Но те самые достоинства, за какие народ боготворил его, вызывали ненависть к нему вельмож, которым он мешал творить произвол. Среди них были Бертульф ван Стратен, незаконно занявший должность главного судьи в Брюгге, с которой было связано звание хранителя печати Фландрии, и его племянник Бурхард, градоначальник Брюгге. Бертульф, наживший огромное богатство при прежних графах, владел к тому же большими поместьями и имел огромное число родственников, друзей и вассалов; и потому, хотя его семья изначально была холопского звания, о происхождении его было почти забыто и он не только держался на равных с самыми влиятельными вельможами, но и был по могуществу и богатству вторым человеком после графа.

И вот, когда он пребывал на гребне успеха, случилось так, что некий дворянин из весьма знатной семьи, женатый на его племяннице, повздорил с одним вельможей и, поскольку тот нанес ему оскорбление, вызвал его на судебный поединок, который должен был происходить в присутствии графа; но вельможа презрительно заявил, что он не будет сражаться с человеком, унизившим себя тем, что женился на девице холопского звания. В согласии с местным законом Карл Добрый лично произвел расследование; признав, что оскорбление действительно имело место, он также установил справедливость отказа от поединка: таким образом, вельможа был освобожден от необходимости отвечать на вызов племянника Бертульфа.

Поскольку оскорбление было брошено прямо в лицо судье, он приписал такое решение графа не законам правосудия, а гневу и поклялся отомстить. И в самом деле, однажды ночью он созвал у себя дома людей из своего ближайшего окружения, и между ними было решено, что на следующий день они убьют графа Карла, когда он будет молиться в церкви святого Донация.

Однако в какой бы тайне ни хранился заговор, нескольких слов, произнесенных кем-то из его участников при расставании, было достаточно, чтобы один из слуг судьи догадался, что против Карла Доброго что-то затевается. Поэтому на рассвете он выскользнул из дома судьи, отправился во дворец и испросил аудиенции у графа. Поскольку тот принимал в любое время дня и ночи, его впустили; и тогда, не называя имени своего господина и не имея возможности сообщить точно, в какой день и каким образом должен быть осуществлен заговор, ибо он сам этого не знал, слуга, тем не менее, предупредил графа, что тому грозит смертельная опасность.

– Увы, – сказал граф, обращаясь к слуге, – мы всегда находимся в опасности; но достаточно и того, что в ту минуту, когда нас настигает смерть, мы уже принадлежим Господу.

И, по своему обыкновению, добрый граф босым вышел во двор раздавать милостыню беднякам; потом, в знак смирения поцеловав им руки, он отправился в церковь и там, пока капелланы читали шестичасовую и девятичасовую утренние молитвы, стал молиться перед алтарем Богородицы, а после многочисленных коленопреклонений распростерся ниц на полу, чтобы прочитать семь покаянных псалмов; в стоявшей возле него деревянной чашке лежали монетки, положенные туда его капелланом, чтобы Карл мог по своей привычке раздавать милостыню, не прерывая при этом молитвы.

### ЗАПИСИ
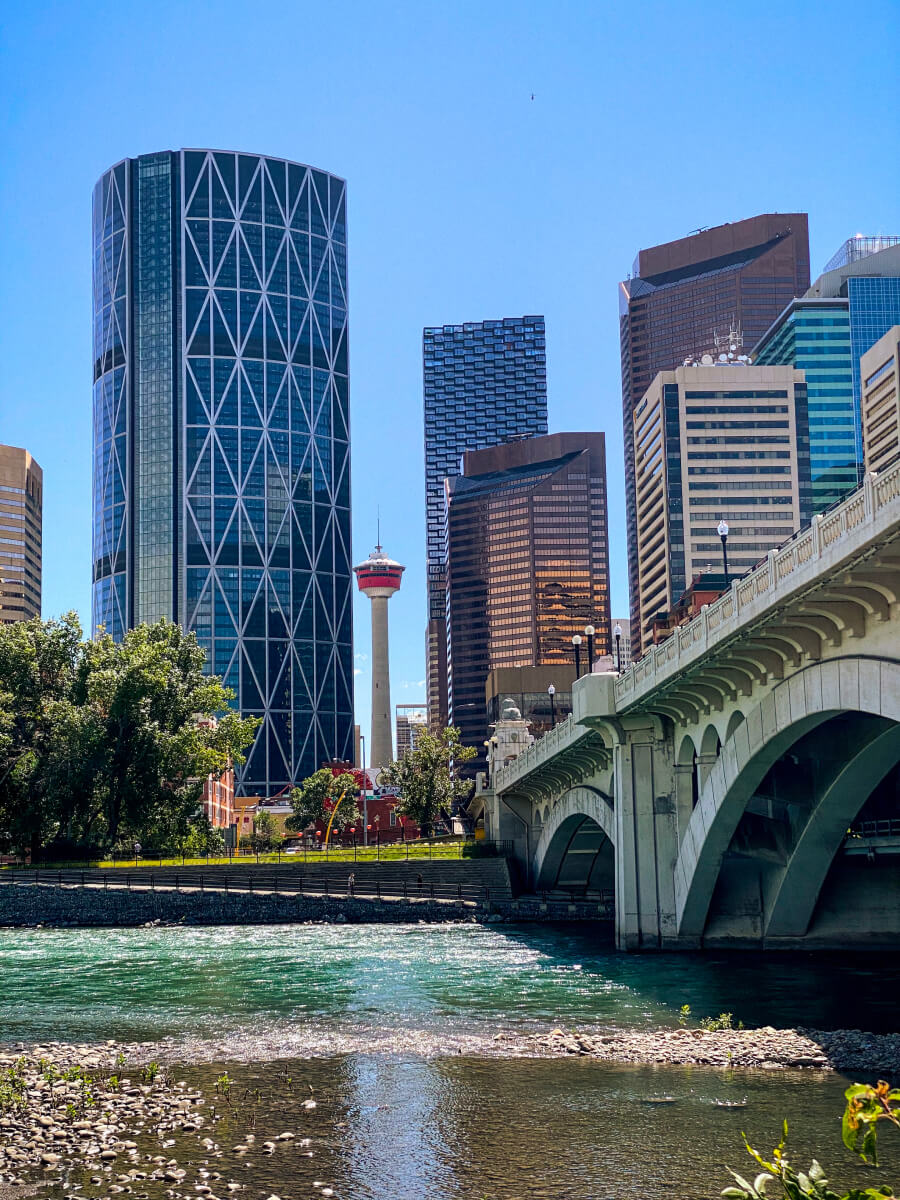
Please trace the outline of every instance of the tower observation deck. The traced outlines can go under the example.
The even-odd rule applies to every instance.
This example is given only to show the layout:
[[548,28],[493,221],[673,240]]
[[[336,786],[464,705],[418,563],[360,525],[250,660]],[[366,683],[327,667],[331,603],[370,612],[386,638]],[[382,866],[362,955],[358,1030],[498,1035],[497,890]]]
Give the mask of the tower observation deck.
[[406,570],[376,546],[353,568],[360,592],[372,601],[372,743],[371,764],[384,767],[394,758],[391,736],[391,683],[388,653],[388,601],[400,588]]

### ЗАДАНИЕ 1
В какой церкви, согласно отрывку, заговорщики решили убить графа Карла?
### ЗАДАНИЕ 2
Перепишите из отрывка слово в слово фрагмент от «Поскольку оскорбление было» до «церкви святого Донация.».
Записи для работы не понадобятся.

### РЕЗУЛЬТАТ 1
В церкви святого Донация.

### РЕЗУЛЬТАТ 2
Поскольку оскорбление было брошено прямо в лицо судье, он приписал такое решение графа не законам правосудия, а гневу и поклялся отомстить. И в самом деле, однажды ночью он созвал у себя дома людей из своего ближайшего окружения, и между ними было решено, что на следующий день они убьют графа Карла, когда он будет молиться в церкви святого Донация.